◆ **Problem statement**
Edit the rows below so that every "marker" becomes "dot", and keep everything else the same.

[Location identification items]
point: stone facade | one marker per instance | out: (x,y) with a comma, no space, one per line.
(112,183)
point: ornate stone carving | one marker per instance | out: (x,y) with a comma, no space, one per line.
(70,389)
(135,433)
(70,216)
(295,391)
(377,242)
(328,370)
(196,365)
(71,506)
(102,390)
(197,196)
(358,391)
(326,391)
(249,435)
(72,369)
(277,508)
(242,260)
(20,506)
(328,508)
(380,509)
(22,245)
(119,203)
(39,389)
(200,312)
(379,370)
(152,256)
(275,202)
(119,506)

◆ **Solution to the exercise**
point: stone facade | one dot per instance | out: (x,y) with a comma, no space, one per line.
(112,183)
point: ornate stone carving | one dot per instance | out: (x,y) with a comma, no space, one per line.
(70,389)
(135,433)
(70,216)
(295,391)
(377,242)
(328,370)
(196,365)
(71,506)
(102,390)
(197,196)
(358,391)
(326,391)
(249,435)
(72,369)
(277,508)
(242,260)
(20,506)
(328,508)
(380,509)
(22,245)
(119,203)
(39,389)
(200,312)
(379,370)
(152,256)
(275,202)
(119,506)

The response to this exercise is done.